(SUPPLIED INFORMATION)
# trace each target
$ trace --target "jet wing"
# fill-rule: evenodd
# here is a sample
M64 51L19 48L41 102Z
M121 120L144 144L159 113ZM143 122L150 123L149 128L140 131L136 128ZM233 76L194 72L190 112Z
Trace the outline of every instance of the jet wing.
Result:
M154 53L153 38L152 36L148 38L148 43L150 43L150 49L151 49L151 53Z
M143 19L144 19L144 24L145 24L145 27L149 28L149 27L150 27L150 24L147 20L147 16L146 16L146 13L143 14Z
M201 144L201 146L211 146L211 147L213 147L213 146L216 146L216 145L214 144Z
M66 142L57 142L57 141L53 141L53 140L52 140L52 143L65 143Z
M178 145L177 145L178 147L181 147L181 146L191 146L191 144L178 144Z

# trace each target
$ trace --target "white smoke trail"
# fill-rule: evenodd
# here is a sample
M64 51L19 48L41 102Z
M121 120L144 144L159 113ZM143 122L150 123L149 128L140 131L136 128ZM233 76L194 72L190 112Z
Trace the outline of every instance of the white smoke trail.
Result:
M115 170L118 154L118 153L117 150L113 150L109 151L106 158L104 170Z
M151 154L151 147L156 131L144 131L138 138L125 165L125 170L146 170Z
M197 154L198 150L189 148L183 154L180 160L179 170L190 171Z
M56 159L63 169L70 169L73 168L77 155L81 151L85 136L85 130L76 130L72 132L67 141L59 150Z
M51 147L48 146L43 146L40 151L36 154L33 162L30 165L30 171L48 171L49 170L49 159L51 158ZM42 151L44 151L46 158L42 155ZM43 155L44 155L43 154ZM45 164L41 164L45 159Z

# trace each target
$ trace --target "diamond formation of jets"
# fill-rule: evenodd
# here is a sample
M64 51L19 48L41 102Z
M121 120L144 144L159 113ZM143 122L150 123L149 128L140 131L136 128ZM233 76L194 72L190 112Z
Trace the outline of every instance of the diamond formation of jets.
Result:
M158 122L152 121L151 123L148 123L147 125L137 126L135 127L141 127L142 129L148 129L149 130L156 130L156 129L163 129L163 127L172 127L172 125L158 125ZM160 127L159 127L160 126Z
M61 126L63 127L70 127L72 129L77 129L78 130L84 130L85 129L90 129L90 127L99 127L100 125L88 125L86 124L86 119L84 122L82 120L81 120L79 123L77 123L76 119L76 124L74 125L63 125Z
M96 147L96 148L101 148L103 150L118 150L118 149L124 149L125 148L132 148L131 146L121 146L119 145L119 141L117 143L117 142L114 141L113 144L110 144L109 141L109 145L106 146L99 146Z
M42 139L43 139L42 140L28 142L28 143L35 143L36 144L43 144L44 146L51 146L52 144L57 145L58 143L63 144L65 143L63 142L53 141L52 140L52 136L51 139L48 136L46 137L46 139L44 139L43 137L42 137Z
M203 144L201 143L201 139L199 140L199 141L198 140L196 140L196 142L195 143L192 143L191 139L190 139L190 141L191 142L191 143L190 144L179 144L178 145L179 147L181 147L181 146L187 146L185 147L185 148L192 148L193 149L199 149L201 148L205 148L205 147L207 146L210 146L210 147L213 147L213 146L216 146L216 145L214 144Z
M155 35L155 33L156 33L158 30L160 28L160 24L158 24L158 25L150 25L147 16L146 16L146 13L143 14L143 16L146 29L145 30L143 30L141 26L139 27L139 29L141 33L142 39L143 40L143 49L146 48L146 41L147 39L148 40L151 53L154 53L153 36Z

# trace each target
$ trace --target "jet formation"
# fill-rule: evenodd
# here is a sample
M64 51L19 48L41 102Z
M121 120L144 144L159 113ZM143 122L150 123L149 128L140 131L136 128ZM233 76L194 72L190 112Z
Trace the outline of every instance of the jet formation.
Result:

(JOB) Update the rows above by changing every instance of "here is a sample" to "example outline follows". Reproduce every other line unchanged.

(RESULT OF THE TASK)
# trace each target
$ trace --target "jet wing"
# fill-rule: evenodd
# example outline follows
M64 51L19 48L41 102Z
M121 120L144 144L159 113ZM143 122L150 123L149 128L140 131L136 128ZM233 76L194 72L190 112Z
Trace the outline of every instance of the jet wing.
Result:
M154 53L153 38L152 36L148 38L148 43L150 43L150 49L151 49L151 53Z
M143 19L144 19L144 24L145 24L145 27L149 28L149 27L150 27L150 24L147 20L147 16L146 16L146 13L143 14Z
M201 144L201 146L211 146L211 147L213 147L213 146L216 146L216 145L214 144Z
M66 142L57 142L57 141L53 141L53 140L52 140L52 143L65 143Z
M178 145L177 145L178 147L181 147L181 146L191 146L191 144L178 144Z

# trace each target
$ trace --target "white smoke trail"
# fill-rule: evenodd
# example outline follows
M64 51L19 48L41 102Z
M121 120L144 144L159 113ZM143 122L150 123L149 128L140 131L136 128ZM233 76L194 72L190 112Z
Trace the outline of every instance of the white smoke trail.
Result:
M115 170L118 154L118 153L117 150L113 150L109 151L106 158L104 170Z
M151 154L151 147L156 131L144 131L138 138L125 165L125 170L146 170Z
M197 154L198 150L189 148L183 154L180 160L179 170L190 171Z
M56 159L63 169L70 169L73 168L77 155L81 151L85 136L85 130L76 130L72 132L67 141L59 150Z
M51 147L48 146L43 146L40 151L36 154L33 162L30 165L30 171L48 171L49 170L49 159L51 158ZM42 151L44 151L46 158L42 155ZM43 155L44 155L43 154ZM45 164L41 164L45 159Z

# trace each target
$ trace --target "diamond formation of jets"
# fill-rule: evenodd
# example outline follows
M64 51L19 48L41 102Z
M121 120L144 144L159 113ZM143 122L150 123L149 128L140 131L136 128ZM233 76L194 72L190 112Z
Trace the outline of every instance of the diamond formation of jets.
Result:
M158 122L152 121L151 123L148 123L147 125L137 126L135 127L141 127L142 129L148 129L149 130L156 130L156 129L163 129L163 127L172 127L172 125L158 125ZM160 127L159 127L160 126Z
M61 126L63 127L70 127L72 129L77 129L78 130L84 130L85 129L90 129L90 127L99 127L100 125L88 125L86 124L86 119L84 122L82 120L81 120L79 123L77 123L76 119L76 124L74 125L63 125Z
M96 147L96 148L101 148L103 150L118 150L118 149L124 149L125 148L132 148L131 146L121 146L119 145L119 141L117 143L117 142L114 141L113 144L110 144L109 141L109 145L106 146L99 146Z
M42 139L43 139L42 140L28 142L28 143L35 143L36 144L43 144L44 146L51 146L52 144L57 145L58 143L63 144L65 143L63 142L53 141L52 140L52 136L51 139L48 136L46 137L46 139L44 139L43 137L42 137Z
M203 144L201 143L201 139L199 140L199 141L198 140L196 140L196 142L195 143L192 143L191 139L190 139L190 141L191 142L191 143L190 144L179 144L178 145L179 147L181 147L181 146L187 146L185 147L185 148L192 148L193 149L199 149L201 148L205 148L205 147L207 146L210 146L210 147L213 147L213 146L216 146L216 145L214 144Z
M155 35L155 33L156 33L158 30L160 28L160 24L158 24L158 25L150 25L147 16L146 16L146 13L143 14L143 16L146 29L145 30L143 30L141 26L139 27L139 29L141 33L142 39L143 40L143 49L146 48L146 41L147 39L148 40L151 53L154 53L153 36Z

# trace each target
$ trace --target "jet formation"
# fill-rule: evenodd
# example outline follows
M64 51L19 48L41 102Z
M121 120L144 144L159 113ZM143 122L150 123L149 128L140 131L136 128ZM233 76L194 72L190 112Z
Trace the outline of every instance of the jet formation.
Result:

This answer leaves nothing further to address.